State how many lines of the data below contain the string "formatting", matching case exactly. Give only the number.

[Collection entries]
· · · · ·
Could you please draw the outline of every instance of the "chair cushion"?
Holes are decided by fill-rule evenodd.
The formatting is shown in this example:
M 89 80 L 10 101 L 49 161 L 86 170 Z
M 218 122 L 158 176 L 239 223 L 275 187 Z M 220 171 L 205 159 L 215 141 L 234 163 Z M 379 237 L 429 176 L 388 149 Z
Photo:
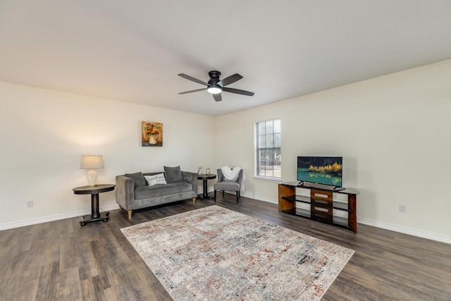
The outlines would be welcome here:
M 214 185 L 214 187 L 215 190 L 228 190 L 228 191 L 240 190 L 240 184 L 235 181 L 218 182 Z
M 135 188 L 146 186 L 146 180 L 144 180 L 141 171 L 135 173 L 125 173 L 125 176 L 133 179 L 135 181 Z
M 168 183 L 182 182 L 183 180 L 183 178 L 182 178 L 182 171 L 180 171 L 180 166 L 164 166 L 164 173 L 166 174 L 166 182 L 168 182 Z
· · · · ·
→ FULL SOLUTION
1